Work to complete:
Copy out the lines below, replacing every "one point per instance" with "a single point for each instance" and leaving everything else unchanged.

[Source data]
# # # # #
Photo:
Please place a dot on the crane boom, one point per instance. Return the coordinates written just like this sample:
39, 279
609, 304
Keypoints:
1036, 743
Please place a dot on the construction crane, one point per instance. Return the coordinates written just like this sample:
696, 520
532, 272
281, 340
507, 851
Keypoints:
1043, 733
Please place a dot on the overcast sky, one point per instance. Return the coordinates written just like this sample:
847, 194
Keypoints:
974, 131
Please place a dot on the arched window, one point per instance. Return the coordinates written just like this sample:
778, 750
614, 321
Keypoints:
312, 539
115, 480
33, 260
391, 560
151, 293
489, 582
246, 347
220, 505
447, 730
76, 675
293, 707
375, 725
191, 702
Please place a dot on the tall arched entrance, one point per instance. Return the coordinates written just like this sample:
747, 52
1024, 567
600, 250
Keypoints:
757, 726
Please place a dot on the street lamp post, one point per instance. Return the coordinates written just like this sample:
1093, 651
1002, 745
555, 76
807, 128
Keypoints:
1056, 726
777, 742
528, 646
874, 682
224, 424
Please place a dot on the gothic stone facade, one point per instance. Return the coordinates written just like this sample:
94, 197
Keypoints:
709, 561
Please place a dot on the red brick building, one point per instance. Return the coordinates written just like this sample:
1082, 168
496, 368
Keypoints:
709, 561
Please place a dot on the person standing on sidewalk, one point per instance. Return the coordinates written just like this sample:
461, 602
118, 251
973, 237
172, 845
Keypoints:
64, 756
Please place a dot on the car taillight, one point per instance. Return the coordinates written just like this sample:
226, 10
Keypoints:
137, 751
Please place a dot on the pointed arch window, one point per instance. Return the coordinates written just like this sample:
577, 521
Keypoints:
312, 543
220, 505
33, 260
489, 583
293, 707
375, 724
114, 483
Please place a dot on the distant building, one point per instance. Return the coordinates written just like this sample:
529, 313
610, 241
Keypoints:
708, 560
# # # # #
Written answer:
Photo:
Please place a dot on the crane boom, a single point for each instance. Return the coordinates written just like this sample:
39, 279
609, 304
Keypoints:
1036, 743
Please place a dot on the construction crane, a single point for each instance. Return the coordinates written just like this sample:
696, 520
532, 272
281, 340
507, 851
Keypoints:
1043, 733
Please place a dot on the overcast sky, a single point for each instance. Return the coordinates written just like this sample:
847, 194
Keypoints:
974, 131
Please place a dot on the arched window, a single point for each instance. Return the coordinates written just like this sample:
778, 750
614, 321
Keypoints:
312, 539
115, 480
33, 260
391, 560
151, 293
489, 582
246, 347
220, 505
447, 730
76, 675
293, 707
375, 725
191, 702
Please place a dot on the tall arched entrance, a single point for each instance. Return the coordinates written just like this sample:
747, 52
1024, 567
600, 250
Keypoints:
757, 726
Please place a dot on the street lamp post, a single point for each instance. Return the coordinates written just like this sample:
1093, 651
1002, 745
555, 76
807, 128
Keypoints:
1056, 726
777, 742
528, 646
874, 682
224, 424
Please place a dot on the gothic stone facade, a single point for each instance. Return the coordinates written just like this sample:
94, 197
Keypoints:
709, 561
Please place a dot on the red brick building, a single point for each instance. Return the coordinates written just like this sample:
1082, 168
496, 368
Keypoints:
709, 561
Please place a dot on the person standing on sidewalk, a single point for each instance. Return the coordinates written just like this sample:
461, 602
118, 251
973, 237
172, 845
Keypoints:
64, 756
Please place a dot on the car taillight, a single point for each instance. Return the coordinates written just like this sample:
226, 10
Keypoints:
137, 751
Please place a dot on the pointed arch window, a single point for each instance. Return the coordinates written just like this sample:
577, 521
Keypoints:
312, 543
220, 505
33, 260
489, 583
293, 707
375, 724
114, 483
Please place a dot on the distant building, a single point for each instance. Return the coordinates written just like this sample:
529, 313
610, 241
Keypoints:
708, 560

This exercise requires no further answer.